ACTIVITIES.
(A) Answer these questions from the passage on wind turbines and wildlife:
(i) By what year is the Nation aiming for a carbon pollution-free power sector?
(ii) Researchers at which university are developing the monitoring technologies?
(iii) What serves as a surrogate for avian-blade collision testing?
(B) Write the next part of the passage on wind turbines and wildlife, picking up after its last sentence.

DOCUMENT SECTION.
-*-
Detecting wind turbine interactions with birds and bats is essential to determine and minimize the effects of wind energy on wildlife species and populations. Mitigating environmental impacts is even more crucial as wind energy technology expands to help meet the Nation’s goal of achieving a carbon pollution-free power sector by 2035 and net zero emissions economy by no later than 2050. 

Funded by the U.S. Department of Energy’s Wind Energy Technologies Office (WETO) and in partnership with the National Wind Technology Center at the National Renewable Energy Laboratory (NREL), a team of researchers at Oregon State University is addressing this challenge by developing technologies to monitor how wind turbines coexist with birds and bats, from large birds, like golden eagles, to smaller marine birds, like marbled murrelets.

Worker in front of a wind turbine.

A ground-based compressed-air cannon aimed at a wind turbine’s rotor on NREL’s Flatirons Campus acts as a surrogate for avian-blade collision testing. The cannon was custom-designed and manufactured at the national lab.

Image from Oregon State University

“We’re working diligently to ensure the safe coexistence of wind turbines with wildlife,” said Roberto Albertani, a researcher at Oregon State University. “Now, as wind energy evolves, it’s more crucial that designed technologies ensure this coexistence with land-based and offshore wind farm developments.”
-*-
[Collected data]
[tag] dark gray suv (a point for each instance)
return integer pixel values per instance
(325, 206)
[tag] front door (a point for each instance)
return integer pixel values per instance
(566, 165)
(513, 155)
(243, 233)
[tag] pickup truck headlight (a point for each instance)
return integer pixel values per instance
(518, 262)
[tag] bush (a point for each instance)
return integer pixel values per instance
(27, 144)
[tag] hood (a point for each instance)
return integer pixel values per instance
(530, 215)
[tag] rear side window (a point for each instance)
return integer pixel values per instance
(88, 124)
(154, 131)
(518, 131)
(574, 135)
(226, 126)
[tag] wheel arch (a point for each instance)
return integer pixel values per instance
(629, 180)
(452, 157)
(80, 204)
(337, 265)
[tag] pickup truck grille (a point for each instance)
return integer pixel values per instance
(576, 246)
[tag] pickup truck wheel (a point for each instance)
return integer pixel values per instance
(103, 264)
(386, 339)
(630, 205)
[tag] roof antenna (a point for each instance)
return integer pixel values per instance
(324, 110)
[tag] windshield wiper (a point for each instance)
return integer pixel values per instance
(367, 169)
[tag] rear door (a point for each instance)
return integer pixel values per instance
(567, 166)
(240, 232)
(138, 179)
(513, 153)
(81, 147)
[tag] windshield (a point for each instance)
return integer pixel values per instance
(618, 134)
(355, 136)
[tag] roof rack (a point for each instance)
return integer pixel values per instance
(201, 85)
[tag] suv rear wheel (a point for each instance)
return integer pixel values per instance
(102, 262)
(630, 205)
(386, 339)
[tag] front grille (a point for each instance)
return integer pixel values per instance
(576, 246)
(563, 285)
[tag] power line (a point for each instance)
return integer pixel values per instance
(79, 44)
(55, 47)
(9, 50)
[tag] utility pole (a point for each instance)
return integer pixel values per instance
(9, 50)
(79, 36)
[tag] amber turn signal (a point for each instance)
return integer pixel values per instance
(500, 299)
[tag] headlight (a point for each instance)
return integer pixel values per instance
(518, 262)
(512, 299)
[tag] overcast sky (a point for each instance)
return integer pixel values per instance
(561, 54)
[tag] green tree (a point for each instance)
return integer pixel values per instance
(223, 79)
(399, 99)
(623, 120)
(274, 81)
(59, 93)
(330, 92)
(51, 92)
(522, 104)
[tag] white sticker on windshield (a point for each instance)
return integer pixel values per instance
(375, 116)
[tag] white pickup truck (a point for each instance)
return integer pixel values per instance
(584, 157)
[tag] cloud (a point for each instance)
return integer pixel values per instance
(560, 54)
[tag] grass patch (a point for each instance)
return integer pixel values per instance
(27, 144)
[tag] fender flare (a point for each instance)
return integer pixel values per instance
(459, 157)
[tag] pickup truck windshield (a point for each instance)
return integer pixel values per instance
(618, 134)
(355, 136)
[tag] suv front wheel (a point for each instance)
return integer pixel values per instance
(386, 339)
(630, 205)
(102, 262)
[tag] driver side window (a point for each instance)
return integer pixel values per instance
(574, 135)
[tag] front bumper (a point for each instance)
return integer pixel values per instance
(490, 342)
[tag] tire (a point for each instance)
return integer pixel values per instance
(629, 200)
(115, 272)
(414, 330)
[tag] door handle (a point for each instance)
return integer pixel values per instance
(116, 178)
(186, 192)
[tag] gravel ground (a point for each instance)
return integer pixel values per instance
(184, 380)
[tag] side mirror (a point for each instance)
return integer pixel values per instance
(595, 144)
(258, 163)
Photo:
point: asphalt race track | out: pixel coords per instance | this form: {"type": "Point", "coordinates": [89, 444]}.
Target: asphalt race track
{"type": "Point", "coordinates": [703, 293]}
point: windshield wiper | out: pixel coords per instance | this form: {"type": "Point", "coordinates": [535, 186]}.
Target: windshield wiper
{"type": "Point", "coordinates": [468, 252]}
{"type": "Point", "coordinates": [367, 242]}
-*-
ANSWER LIST.
(A)
(i) 2035
(ii) Oregon State University
(iii) A ground-based compressed-air cannon aimed at a wind turbine's rotor on NREL's Flatirons Campus

(B)
To determine if a bird or bat has contacted a wind turbine blade, the research team installed accelerometers to provide real-time data on structural vibrations (contacts) and acoustic recordings (noises from approaching wildlife) that would result from such interactions.

To obtain data and test the devices without harming wildlife, the research team needed to mimic the movements of wildlife. Their solution: tennis balls.  

“We worked collaboratively with wind turbine operators to ensure that our methodology was safe,” Albertani said. “The reward was a bounty of technical data that was fundamental in the system’s tuning and validation.”

Data from these artificial wildlife impact tests in New Mexico and Colorado were used to evolve the team’s wildlife monitoring platform. The platform now includes a multisensor system comprised of blade-mounted cameras and vibration sensors. The result is around-the-clock measurements, detection of bird or bat calls, and pictures or videos of wildlife potentially approaching wind turbines.

“Our work is to be the eyes and ears, so to speak, of wind turbines to help biologists and wind farm operators better understand these wildlife interactions,” Matthew Johnston, a researcher at Oregon State University.

In a related project, the research team partnered with wildlife biologists to explore methods to deter eagles from passing through wind farms, including the unconventional use of inflatable, kinetic “air dancer” devices more commonly used to attract customers to sales lots and businesses, acting like moving scarecrows. 

Devices attached to the top of a wind turbine as viewed from on top of that turbine.

Networking infrastructure installed on the head of the General Electric 1.5-megawatt wind turbine at NREL. Components include a LoRa antenna (orange), WiFi router (green), LoRaWAN gateway (blue) and GPS antenna (magenta).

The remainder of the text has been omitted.